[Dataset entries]

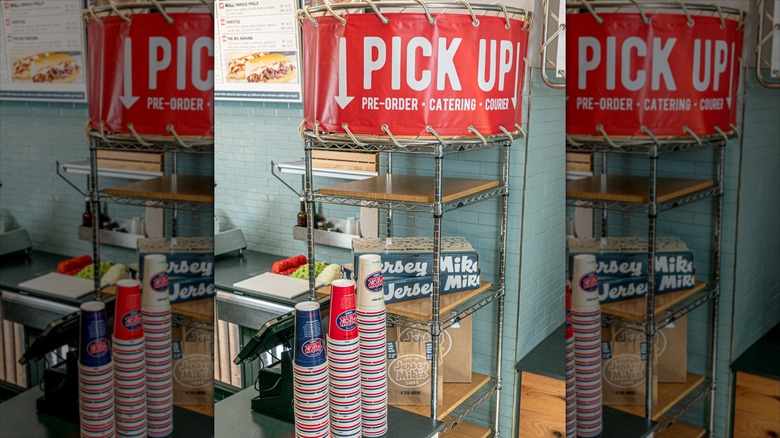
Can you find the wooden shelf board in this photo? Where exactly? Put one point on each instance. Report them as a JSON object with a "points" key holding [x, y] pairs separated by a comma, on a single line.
{"points": [[182, 188], [632, 189], [683, 430], [454, 395], [468, 430], [207, 410], [636, 309], [201, 309], [420, 308], [669, 394], [408, 188]]}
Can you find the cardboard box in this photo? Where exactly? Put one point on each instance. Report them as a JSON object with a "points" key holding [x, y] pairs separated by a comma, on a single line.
{"points": [[190, 265], [623, 371], [454, 345], [627, 256], [409, 374], [413, 256], [193, 364], [671, 346], [398, 289], [613, 289]]}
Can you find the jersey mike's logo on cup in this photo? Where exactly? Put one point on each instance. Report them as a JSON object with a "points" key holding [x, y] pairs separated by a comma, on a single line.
{"points": [[159, 282], [313, 348], [347, 320], [589, 282], [98, 347], [132, 320], [374, 281]]}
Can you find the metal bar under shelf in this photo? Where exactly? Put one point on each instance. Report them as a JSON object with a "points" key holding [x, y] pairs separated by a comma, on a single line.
{"points": [[458, 313], [425, 207], [157, 203], [677, 311], [471, 404], [640, 147], [628, 207], [686, 404]]}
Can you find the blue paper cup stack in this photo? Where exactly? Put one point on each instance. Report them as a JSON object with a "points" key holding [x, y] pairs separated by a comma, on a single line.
{"points": [[96, 374], [310, 374]]}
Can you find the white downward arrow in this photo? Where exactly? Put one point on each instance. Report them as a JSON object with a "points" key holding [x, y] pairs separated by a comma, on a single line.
{"points": [[731, 76], [342, 99], [517, 75], [127, 97]]}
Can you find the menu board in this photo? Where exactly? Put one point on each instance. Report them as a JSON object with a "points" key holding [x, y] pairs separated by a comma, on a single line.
{"points": [[257, 51], [42, 51]]}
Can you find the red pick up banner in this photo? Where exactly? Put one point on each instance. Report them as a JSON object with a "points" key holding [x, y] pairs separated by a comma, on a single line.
{"points": [[409, 74], [665, 75], [151, 73]]}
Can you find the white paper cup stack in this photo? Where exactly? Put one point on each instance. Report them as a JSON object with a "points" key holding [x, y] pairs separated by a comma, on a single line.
{"points": [[96, 374], [586, 325], [156, 310], [372, 329]]}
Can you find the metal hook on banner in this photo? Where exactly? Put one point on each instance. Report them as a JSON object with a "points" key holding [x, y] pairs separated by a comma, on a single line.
{"points": [[422, 3], [116, 11], [386, 130], [720, 13], [506, 14], [351, 135], [649, 133], [592, 11], [338, 17], [382, 18], [722, 134], [600, 129], [475, 132], [641, 11], [692, 134], [173, 132], [135, 134], [167, 17], [685, 11], [474, 19]]}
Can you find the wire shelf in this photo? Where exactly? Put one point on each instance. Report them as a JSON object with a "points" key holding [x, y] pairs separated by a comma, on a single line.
{"points": [[471, 404]]}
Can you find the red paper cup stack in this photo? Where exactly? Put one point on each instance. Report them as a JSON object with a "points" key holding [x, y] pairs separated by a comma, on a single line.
{"points": [[96, 374], [586, 325], [571, 373], [372, 330], [156, 311], [129, 361], [344, 362], [310, 374]]}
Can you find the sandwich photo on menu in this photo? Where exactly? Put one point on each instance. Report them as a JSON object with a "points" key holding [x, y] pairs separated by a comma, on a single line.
{"points": [[261, 67], [47, 67]]}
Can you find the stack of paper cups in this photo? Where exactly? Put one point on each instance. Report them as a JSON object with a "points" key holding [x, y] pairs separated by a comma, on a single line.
{"points": [[310, 374], [586, 325], [96, 373], [344, 362], [129, 361], [372, 329], [156, 311], [571, 382]]}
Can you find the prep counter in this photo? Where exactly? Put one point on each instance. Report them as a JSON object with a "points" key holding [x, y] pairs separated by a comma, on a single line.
{"points": [[234, 417]]}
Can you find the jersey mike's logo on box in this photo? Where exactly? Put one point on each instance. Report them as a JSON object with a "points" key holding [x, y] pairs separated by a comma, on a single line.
{"points": [[374, 281], [132, 320], [312, 348], [98, 347], [347, 320], [159, 282]]}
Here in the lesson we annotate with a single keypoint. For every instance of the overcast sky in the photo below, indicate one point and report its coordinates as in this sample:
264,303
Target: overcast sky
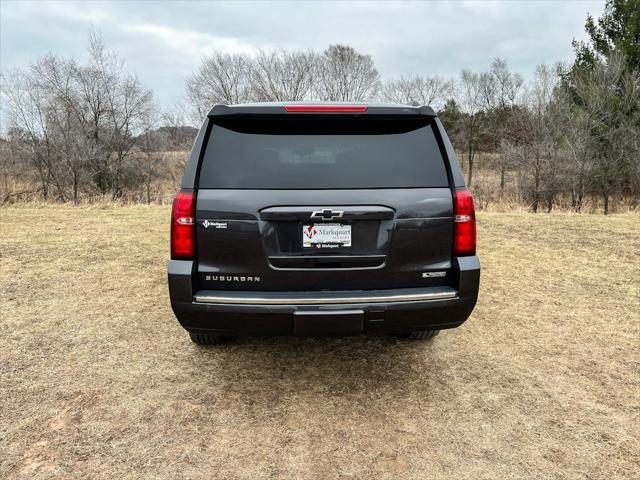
162,42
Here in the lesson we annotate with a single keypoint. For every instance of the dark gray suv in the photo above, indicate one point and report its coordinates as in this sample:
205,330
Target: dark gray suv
322,219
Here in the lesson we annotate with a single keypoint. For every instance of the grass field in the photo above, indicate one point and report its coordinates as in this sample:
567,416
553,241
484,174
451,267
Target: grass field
97,380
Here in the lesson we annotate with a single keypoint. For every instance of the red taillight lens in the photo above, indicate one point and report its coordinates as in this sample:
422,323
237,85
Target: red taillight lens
326,108
464,223
183,233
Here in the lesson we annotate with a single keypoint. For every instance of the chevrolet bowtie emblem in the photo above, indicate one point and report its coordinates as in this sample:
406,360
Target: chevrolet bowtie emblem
327,214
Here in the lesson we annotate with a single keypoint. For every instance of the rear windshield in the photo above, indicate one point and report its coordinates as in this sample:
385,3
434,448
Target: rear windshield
322,154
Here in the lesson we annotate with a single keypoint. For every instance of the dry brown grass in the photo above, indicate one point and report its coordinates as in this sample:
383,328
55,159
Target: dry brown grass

TASK PROMPT
Return exactly the run of lines that opens with the one containing "of the rear" and closes with the last line of the records above.

ANSWER BOX
Here in the lesson we annotate with a single keypoint. For every instance of the rear windshield in the photo above, indicate one point and report its coordinates as in this sample:
385,3
434,448
Target: rear windshield
322,154
Here in the lesson we annotate with a single keypoint. For every instance of the dry brown grass in the photo above, indicate one point and report its coordinates as in this sample:
383,328
55,159
Target: dry brown grass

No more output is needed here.